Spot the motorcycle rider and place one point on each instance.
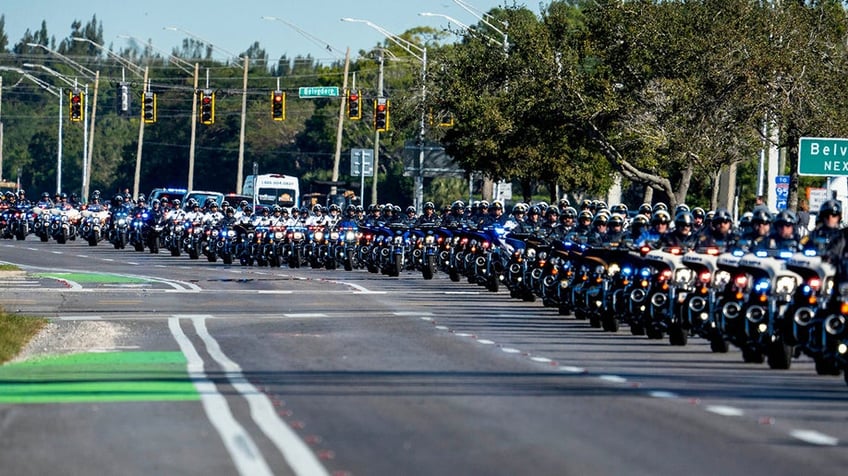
(652, 237)
(757, 237)
(682, 234)
(827, 227)
(456, 215)
(785, 236)
(719, 233)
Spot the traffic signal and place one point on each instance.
(123, 99)
(278, 105)
(207, 107)
(148, 107)
(354, 103)
(77, 98)
(381, 114)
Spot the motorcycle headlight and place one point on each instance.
(785, 285)
(683, 275)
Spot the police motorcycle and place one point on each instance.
(91, 226)
(666, 270)
(63, 224)
(41, 223)
(119, 226)
(801, 327)
(296, 236)
(699, 295)
(139, 226)
(831, 334)
(767, 287)
(17, 224)
(345, 239)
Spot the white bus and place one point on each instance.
(273, 189)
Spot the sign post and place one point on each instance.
(311, 92)
(822, 156)
(362, 165)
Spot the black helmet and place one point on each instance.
(683, 218)
(660, 216)
(721, 215)
(786, 217)
(761, 216)
(831, 207)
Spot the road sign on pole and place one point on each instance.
(310, 92)
(822, 156)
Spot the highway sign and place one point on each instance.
(362, 160)
(822, 156)
(318, 92)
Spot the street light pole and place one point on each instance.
(419, 53)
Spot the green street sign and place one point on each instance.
(822, 156)
(318, 92)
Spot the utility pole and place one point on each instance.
(239, 175)
(137, 177)
(377, 136)
(333, 189)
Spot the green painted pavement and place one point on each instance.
(92, 277)
(98, 377)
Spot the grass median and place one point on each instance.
(16, 331)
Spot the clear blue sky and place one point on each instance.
(234, 26)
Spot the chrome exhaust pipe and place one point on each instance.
(731, 310)
(756, 314)
(804, 316)
(697, 304)
(835, 325)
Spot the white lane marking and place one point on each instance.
(244, 452)
(80, 318)
(663, 394)
(814, 437)
(296, 452)
(613, 378)
(724, 410)
(572, 369)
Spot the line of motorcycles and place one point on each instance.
(773, 305)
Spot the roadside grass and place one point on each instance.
(16, 332)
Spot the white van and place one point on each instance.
(273, 189)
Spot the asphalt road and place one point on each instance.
(278, 371)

Your goal - Write the data above as a two-column CSV with the header instruction,points and one row for each request. Put the request's text in the instruction column and all of its points in the points column, each in one quoted field with line breaks turned into spaces, and leave out the picture.

Full output -
instruction,points
"Spot the motorcycle rider and place one point on each instance.","(652, 237) (757, 237) (682, 234) (827, 227) (456, 215) (785, 236) (719, 233)"
"Spot the traffic signal and place one point on each instance.","(123, 99) (278, 105) (207, 107) (148, 107) (354, 103) (77, 98) (381, 114)"
"Spot the motorcycle headlight and place one point on each instance.","(785, 285) (683, 275)"
"Spot the police motorcycle and place one point on each instance.","(91, 226) (666, 270) (63, 224) (41, 223) (119, 226) (801, 327) (296, 236) (699, 295) (139, 226) (831, 334) (767, 287) (17, 224) (345, 239)"
"Spot the white bus and place one point on each instance.","(273, 189)"
"Spot the sign post and place one point on each instance.","(311, 92) (822, 156) (362, 165)"
"Spot the black helmet and place one point on each instance.","(683, 218) (660, 216) (721, 215) (786, 217) (761, 216) (831, 207)"
"Spot the road sign on pole and place one point on each instance.","(310, 92) (822, 156)"
"Spot the highway sign and place one point on each instance.","(362, 160) (822, 156) (318, 92)"
"Spot the street light pole and place one point on each instance.","(419, 53)"
"Spot the green street sign and place one point on each instance.","(822, 156) (318, 92)"
"Spot the utility pole and place one point on each instance.","(239, 175) (137, 177) (377, 136) (333, 189)"
"Spot the green painted pavement and place one point on each instance.","(92, 277) (98, 377)"
"Spot the grass median and place one point on each instance.","(16, 331)"
"Spot the clear blue sky and place one point on each instance.","(234, 26)"
"Spot the chrome exhaust pipe and place one point on each instance.","(731, 310) (756, 314) (804, 316) (697, 304) (835, 325)"
"Spot the white lane marking and place one point on each instance.","(244, 452) (80, 318) (663, 394) (814, 437) (296, 452) (613, 378) (724, 410) (572, 369)"
"Spot the line of motorcycles and place one point on each instance.","(773, 305)"
"Spot the roadside grass and place one point on each instance.","(16, 332)"
"Spot the white van and place one point on each instance.","(273, 189)"
"Spot the asphalt road and place one point on each instance.","(278, 371)"